### SOURCE EXCERPT

--- --- ---

They both tell you the time.

One of them might save a nanosecond, but not really worth comparing or caring.

 

TAKE A PHOTO OR VIDEO

ios8-vs-android5_cnn_camera

My Verdict: Meh

For people into photography this might matter most.

For someone like me, pixels and picture quality have not been an issue since the iPhone 3.

With all the increases in mega pixels comes increases in file size, more device storage, more hard drive storage at home or cloud storage, more of a pain to email (either you shrink them or consume more bandwidth in transmission).

My dog Dana is beautiful, but I don’t need to see into the pores on her nose.

 

TYPE

ios8-vs-android5_cnn_keyboard

My Verdict: Android

I love love love the swipe typing on the Google stock keyboard. In fact, the stock keyboard is so good that I ditched all the 3rd party keyboard apps I had from my earlier foray venturing into Android land (Motorola Atrix year ago, just terrible).

At this point I can’t two finger type on a phone because I’m so used to swipe typing.

On Lollipop the experience is even better than it was on Kit Kat: the design is super clean, the keyboard is very usable and accurate.

Oh on my iPad 3 running iOS 8, I got the Swype keyboard. It was clunky, not smooth, and a painful experience. This may be because the iPad 3 is older hardware, but still, doesn’t compare to the fluid swipe experience on Android devices.

ios8-vs-android5_lollipop_email3

 

USE APPS

ios8-vs-android5_cnn_desktop

My Verdict: Android

@CNNMoney that’s just a painfully busy background image you selected.

Here, have a look at my Lollipop desktop  (running the Solo Launcher) and compare it with iOS in the image above.

ios8-vs-android5_lollipop_home2

I like to keep my desktop clean and use only 1 page. That’s my girl Dana as the wallpaper.

--- --- ---

Quote the phone comparison text word for word, between "For people into" and "on her nose.", inclusive.

### GIVEN MATERIAL

--- --- ---

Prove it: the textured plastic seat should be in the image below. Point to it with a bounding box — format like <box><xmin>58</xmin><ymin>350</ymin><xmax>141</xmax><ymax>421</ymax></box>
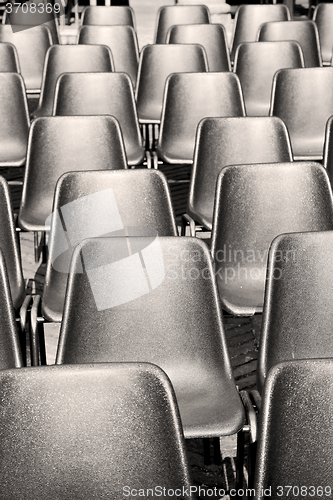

--- --- ---

### RESULT FOR THIS TASK
For people into photography this might matter most.

For someone like me, pixels and picture quality have not been an issue since the iPhone 3.

With all the increases in mega pixels comes increases in file size, more device storage, more hard drive storage at home or cloud storage, more of a pain to email (either you shrink them or consume more bandwidth in transmission).

My dog Dana is beautiful, but I don’t need to see into the pores on her nose.